◆ EXERCISE AIM: Using the listing below, extract each line that has the word "plant" in it.

◆ EXTRACTED ENTRIES:
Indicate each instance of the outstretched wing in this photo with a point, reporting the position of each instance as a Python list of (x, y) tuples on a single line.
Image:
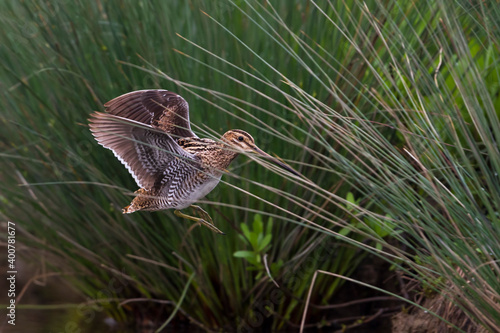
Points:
[(161, 109), (144, 150)]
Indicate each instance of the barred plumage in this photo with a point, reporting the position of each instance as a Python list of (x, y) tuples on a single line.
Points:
[(150, 133)]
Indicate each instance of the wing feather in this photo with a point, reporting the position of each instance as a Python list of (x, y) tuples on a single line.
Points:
[(161, 109)]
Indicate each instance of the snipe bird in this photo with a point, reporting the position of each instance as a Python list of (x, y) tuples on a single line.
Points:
[(150, 133)]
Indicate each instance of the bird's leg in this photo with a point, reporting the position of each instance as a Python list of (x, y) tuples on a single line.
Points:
[(205, 219)]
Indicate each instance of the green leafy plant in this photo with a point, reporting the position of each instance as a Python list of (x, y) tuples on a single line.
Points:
[(259, 241)]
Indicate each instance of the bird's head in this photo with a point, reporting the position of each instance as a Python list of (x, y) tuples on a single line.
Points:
[(241, 140)]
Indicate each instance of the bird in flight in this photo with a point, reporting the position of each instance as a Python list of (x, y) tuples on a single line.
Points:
[(150, 133)]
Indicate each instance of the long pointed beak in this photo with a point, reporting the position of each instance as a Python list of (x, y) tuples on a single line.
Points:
[(275, 161)]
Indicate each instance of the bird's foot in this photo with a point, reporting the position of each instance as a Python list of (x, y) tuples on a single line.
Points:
[(204, 218)]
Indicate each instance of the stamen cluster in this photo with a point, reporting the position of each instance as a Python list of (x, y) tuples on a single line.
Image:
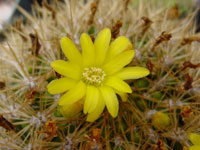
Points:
[(93, 76)]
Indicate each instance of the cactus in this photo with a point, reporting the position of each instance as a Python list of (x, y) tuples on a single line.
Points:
[(167, 45)]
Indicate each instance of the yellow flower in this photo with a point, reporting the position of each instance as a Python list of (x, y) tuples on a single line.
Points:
[(195, 139), (96, 75)]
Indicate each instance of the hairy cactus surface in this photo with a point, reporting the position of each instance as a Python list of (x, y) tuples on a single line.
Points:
[(160, 113)]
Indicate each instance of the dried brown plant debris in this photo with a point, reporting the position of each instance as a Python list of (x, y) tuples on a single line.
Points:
[(188, 64), (50, 8), (116, 29), (164, 37), (189, 40), (30, 96), (159, 145), (6, 124), (93, 8), (50, 129), (188, 83), (35, 44), (173, 12), (186, 112)]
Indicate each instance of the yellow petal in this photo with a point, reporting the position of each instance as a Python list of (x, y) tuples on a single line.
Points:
[(118, 46), (194, 138), (88, 50), (66, 69), (132, 73), (195, 147), (124, 96), (74, 94), (97, 111), (118, 84), (60, 85), (117, 63), (70, 50), (110, 100), (101, 45), (71, 110), (92, 95)]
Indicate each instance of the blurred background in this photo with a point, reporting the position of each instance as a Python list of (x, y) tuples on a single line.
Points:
[(8, 9)]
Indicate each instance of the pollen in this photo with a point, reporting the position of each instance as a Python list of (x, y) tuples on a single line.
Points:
[(93, 76)]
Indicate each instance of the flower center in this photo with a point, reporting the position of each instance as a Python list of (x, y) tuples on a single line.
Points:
[(93, 76)]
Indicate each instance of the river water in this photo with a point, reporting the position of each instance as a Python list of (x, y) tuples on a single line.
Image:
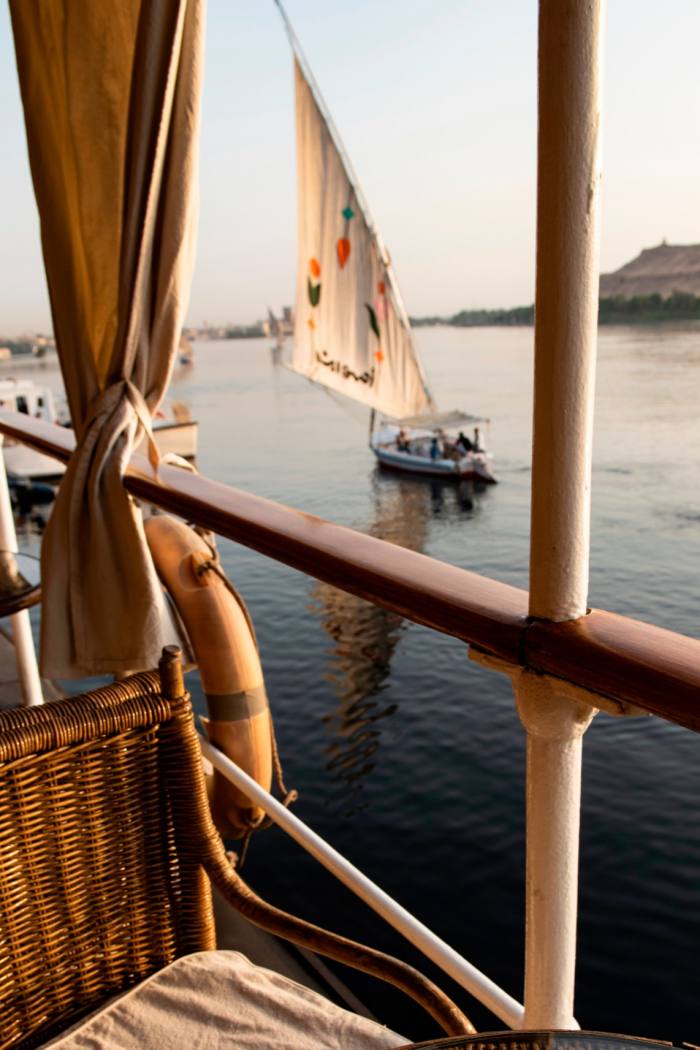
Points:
[(407, 756)]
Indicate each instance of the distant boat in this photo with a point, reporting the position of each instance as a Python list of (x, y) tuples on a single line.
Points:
[(352, 333), (173, 428), (185, 352)]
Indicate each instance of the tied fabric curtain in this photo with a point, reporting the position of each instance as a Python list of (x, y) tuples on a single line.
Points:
[(111, 95)]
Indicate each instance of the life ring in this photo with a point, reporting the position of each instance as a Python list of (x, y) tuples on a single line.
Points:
[(223, 639)]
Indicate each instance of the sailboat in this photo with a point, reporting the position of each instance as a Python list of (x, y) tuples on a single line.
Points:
[(352, 334)]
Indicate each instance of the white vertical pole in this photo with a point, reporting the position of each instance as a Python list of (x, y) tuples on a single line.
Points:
[(566, 321), (566, 306), (21, 625), (555, 726)]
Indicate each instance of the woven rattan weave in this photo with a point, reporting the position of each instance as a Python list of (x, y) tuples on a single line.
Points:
[(106, 854)]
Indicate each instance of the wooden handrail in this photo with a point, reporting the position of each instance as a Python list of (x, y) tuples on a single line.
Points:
[(623, 658)]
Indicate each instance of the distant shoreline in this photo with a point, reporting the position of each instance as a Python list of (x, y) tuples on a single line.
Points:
[(616, 310)]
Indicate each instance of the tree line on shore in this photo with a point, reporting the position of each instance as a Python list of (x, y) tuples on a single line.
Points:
[(616, 310)]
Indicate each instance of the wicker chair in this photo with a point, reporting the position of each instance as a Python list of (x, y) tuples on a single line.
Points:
[(107, 856)]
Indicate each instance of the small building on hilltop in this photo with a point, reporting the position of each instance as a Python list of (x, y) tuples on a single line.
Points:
[(662, 271)]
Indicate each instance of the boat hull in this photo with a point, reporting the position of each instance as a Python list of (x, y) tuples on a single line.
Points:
[(473, 465)]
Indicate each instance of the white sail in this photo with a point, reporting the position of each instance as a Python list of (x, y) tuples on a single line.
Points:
[(351, 331)]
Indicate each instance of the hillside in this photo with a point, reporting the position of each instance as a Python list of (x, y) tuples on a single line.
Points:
[(661, 271)]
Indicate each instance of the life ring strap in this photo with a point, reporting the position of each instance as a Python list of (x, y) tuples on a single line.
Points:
[(234, 707)]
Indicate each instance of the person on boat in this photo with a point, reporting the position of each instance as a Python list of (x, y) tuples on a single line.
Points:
[(463, 443)]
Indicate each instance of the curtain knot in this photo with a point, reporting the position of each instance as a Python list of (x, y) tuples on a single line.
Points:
[(123, 394)]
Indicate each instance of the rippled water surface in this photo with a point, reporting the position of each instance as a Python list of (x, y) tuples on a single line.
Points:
[(407, 756)]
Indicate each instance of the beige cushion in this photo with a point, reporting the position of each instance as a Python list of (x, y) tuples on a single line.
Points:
[(219, 999)]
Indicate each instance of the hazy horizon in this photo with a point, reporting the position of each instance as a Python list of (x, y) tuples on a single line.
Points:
[(437, 107)]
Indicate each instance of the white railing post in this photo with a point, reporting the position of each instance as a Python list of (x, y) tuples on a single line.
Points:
[(21, 625), (555, 726), (566, 322)]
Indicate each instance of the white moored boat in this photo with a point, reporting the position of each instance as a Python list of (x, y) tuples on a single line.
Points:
[(174, 432), (352, 334)]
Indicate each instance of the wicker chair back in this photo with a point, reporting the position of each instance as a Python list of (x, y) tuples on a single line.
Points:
[(96, 890)]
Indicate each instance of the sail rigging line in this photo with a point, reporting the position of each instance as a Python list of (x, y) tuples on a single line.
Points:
[(356, 188)]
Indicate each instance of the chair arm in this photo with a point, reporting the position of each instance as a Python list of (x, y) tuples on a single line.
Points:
[(340, 948)]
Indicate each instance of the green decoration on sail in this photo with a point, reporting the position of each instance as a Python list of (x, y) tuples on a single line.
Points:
[(373, 320), (314, 292)]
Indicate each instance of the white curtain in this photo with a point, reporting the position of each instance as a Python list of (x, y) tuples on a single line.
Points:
[(111, 93)]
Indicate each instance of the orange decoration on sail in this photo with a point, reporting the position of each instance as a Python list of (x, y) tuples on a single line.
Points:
[(343, 251)]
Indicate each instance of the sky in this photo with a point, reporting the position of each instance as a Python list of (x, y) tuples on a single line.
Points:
[(436, 103)]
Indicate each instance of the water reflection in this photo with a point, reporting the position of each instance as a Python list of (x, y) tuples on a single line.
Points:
[(365, 636)]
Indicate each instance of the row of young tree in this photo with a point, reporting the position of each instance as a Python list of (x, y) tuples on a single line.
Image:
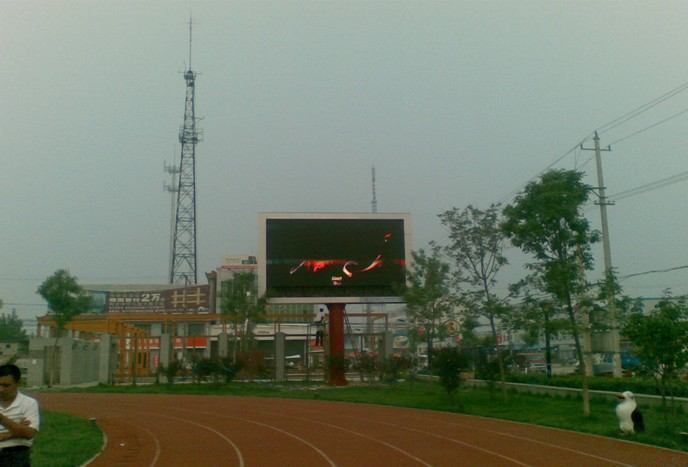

◆ RESPONSE FOR THIS EXERCISE:
Indicate each instance of the green leafy plant in this photo with a point, reporting the position of each instance as a Python list of (x, y) tuples on a single line.
Indicate each instance of the dried brown plant debris in this photo with a point, reporting the position of each instance as a Python list of (x, y) tuples on a single line.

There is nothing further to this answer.